* start *

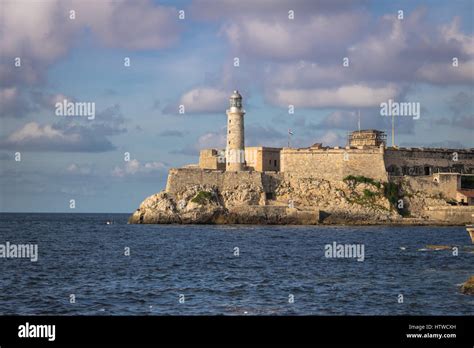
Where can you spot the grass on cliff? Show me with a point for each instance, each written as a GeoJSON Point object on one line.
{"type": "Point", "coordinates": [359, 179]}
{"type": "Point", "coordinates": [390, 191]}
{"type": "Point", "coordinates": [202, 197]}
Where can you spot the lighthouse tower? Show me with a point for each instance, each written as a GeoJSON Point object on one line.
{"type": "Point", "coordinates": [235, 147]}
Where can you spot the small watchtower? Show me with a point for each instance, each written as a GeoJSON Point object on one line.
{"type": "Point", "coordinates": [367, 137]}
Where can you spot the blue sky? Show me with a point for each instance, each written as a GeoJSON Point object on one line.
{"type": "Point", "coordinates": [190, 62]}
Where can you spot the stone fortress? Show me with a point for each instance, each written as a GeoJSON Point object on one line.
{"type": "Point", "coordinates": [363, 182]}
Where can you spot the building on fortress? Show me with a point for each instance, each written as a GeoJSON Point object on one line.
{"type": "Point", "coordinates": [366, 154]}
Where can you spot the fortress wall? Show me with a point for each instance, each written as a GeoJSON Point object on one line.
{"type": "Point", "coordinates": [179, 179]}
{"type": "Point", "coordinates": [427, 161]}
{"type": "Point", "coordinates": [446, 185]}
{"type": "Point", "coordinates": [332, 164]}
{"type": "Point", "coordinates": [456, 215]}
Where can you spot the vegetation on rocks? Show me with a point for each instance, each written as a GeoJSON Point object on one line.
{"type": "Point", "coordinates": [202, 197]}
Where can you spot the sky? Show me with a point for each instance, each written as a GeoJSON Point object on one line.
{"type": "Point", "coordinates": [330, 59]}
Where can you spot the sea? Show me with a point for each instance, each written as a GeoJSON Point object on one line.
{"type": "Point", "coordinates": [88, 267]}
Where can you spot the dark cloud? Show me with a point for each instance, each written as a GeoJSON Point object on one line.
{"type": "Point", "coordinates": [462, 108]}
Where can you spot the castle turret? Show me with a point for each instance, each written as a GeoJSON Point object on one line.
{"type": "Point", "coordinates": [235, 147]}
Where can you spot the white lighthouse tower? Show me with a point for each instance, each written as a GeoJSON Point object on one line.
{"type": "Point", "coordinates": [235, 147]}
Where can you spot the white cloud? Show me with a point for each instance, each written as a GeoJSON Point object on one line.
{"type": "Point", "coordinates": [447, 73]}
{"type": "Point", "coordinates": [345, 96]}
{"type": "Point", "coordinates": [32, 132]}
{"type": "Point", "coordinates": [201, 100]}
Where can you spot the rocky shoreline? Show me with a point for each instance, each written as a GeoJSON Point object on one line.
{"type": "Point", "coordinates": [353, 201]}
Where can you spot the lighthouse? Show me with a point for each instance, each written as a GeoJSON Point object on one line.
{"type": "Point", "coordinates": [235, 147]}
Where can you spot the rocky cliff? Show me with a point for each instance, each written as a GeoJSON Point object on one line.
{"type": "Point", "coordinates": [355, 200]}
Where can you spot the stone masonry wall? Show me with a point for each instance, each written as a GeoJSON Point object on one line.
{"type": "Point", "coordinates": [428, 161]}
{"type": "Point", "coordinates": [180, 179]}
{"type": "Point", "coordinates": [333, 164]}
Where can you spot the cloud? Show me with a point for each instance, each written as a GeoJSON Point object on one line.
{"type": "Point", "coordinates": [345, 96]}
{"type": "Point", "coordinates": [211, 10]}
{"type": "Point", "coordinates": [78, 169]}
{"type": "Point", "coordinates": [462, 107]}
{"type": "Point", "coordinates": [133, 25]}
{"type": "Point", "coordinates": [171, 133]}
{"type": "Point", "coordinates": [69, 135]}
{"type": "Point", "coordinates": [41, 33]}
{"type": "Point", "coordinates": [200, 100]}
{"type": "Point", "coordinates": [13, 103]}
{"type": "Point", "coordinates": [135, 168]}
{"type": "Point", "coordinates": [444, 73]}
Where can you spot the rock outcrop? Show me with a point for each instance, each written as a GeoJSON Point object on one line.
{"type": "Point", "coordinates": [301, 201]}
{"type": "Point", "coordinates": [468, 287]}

* end *

- WHAT TO PRODUCE -
Rewrite all of the items above, replacing every occurrence of "Where can you spot the" with "Where do you see the" and keeping everything else unchanged. Omit the pictures from your answer.

- WRITTEN ANSWER -
Where do you see the grass on cliff? Show me with a point for each instance, each written as a GeoJSON Point object on one line.
{"type": "Point", "coordinates": [359, 179]}
{"type": "Point", "coordinates": [390, 191]}
{"type": "Point", "coordinates": [202, 197]}
Where do you see the lighthouse tower? Show me with a point for each instance, each written as a GeoJSON Point object on one line.
{"type": "Point", "coordinates": [235, 147]}
Where do you see the small watchtower? Show me with a point for each instance, each written as a GeoJSON Point object on one line.
{"type": "Point", "coordinates": [367, 137]}
Where do you see the blue sky? Show me with a point for each instance, each written as a GeoJSON Point object on one line.
{"type": "Point", "coordinates": [190, 62]}
Where do you see the stone fortress? Show me with a point for each instance, each written as a GeoJSON Point object on one line.
{"type": "Point", "coordinates": [363, 182]}
Where do you see the building on fortress? Show me with a point for each instance, each written as a GeoJSON Point object on one line.
{"type": "Point", "coordinates": [366, 154]}
Where do you see the fortress wall? Show me with a point for each instance, each written as a GeoJSON Point object on one line.
{"type": "Point", "coordinates": [179, 179]}
{"type": "Point", "coordinates": [427, 161]}
{"type": "Point", "coordinates": [446, 185]}
{"type": "Point", "coordinates": [332, 164]}
{"type": "Point", "coordinates": [456, 215]}
Where do you see the vegetation on rocks? Show me with a point for each instance, each written as a GeoJSON Point object on one line.
{"type": "Point", "coordinates": [202, 197]}
Where do you see the sky? Show me with a point for each instance, each written as a GeoJSON Point object on one line.
{"type": "Point", "coordinates": [330, 59]}
Where do you see the sea? Show me with a point for each instance, each written as a GeoJSON Point object on one line.
{"type": "Point", "coordinates": [88, 267]}
Where do you see the dark cloud? Show me with a point for each instance, each written as a GeoJSON Point object on one line.
{"type": "Point", "coordinates": [462, 108]}
Where do you see the castle turret? Show me with a point for each instance, each written as a GeoJSON Point object on one line.
{"type": "Point", "coordinates": [235, 147]}
Where do you see the white lighthouse tower? Show me with a point for each instance, each written as a GeoJSON Point object on one line.
{"type": "Point", "coordinates": [235, 147]}
Where do you see the white cloud? Show me with a point for each instance, each written as a GeoJSON Point object on one line.
{"type": "Point", "coordinates": [447, 73]}
{"type": "Point", "coordinates": [345, 96]}
{"type": "Point", "coordinates": [32, 132]}
{"type": "Point", "coordinates": [201, 100]}
Where do you see the rocky shoreline? Show me with a point for each instance, each written as a GeoJSON Point object on one line.
{"type": "Point", "coordinates": [353, 201]}
Where do you see the lighthouse? Show me with a point for each instance, each written as a GeoJSON Point object on one line.
{"type": "Point", "coordinates": [235, 147]}
Where do you see the rocky cliff? Show me with a point for each instance, each written as a GeoJSON Point object on one line.
{"type": "Point", "coordinates": [355, 200]}
Where do you see the stone masonry wall? Show me with a point for each instance, each written as a GeoJSON Point object on one line.
{"type": "Point", "coordinates": [428, 161]}
{"type": "Point", "coordinates": [180, 179]}
{"type": "Point", "coordinates": [333, 164]}
Where do you see the cloud? Show me with a point for each instance, each written as a GeoJSON Point object on one line.
{"type": "Point", "coordinates": [345, 96]}
{"type": "Point", "coordinates": [211, 10]}
{"type": "Point", "coordinates": [78, 169]}
{"type": "Point", "coordinates": [462, 107]}
{"type": "Point", "coordinates": [133, 25]}
{"type": "Point", "coordinates": [171, 133]}
{"type": "Point", "coordinates": [69, 135]}
{"type": "Point", "coordinates": [41, 33]}
{"type": "Point", "coordinates": [200, 100]}
{"type": "Point", "coordinates": [13, 103]}
{"type": "Point", "coordinates": [135, 168]}
{"type": "Point", "coordinates": [444, 73]}
Where do you see the rock outcrop? Show me with a point for each instance, each written as a GeoJSON Point object on one line.
{"type": "Point", "coordinates": [301, 201]}
{"type": "Point", "coordinates": [468, 287]}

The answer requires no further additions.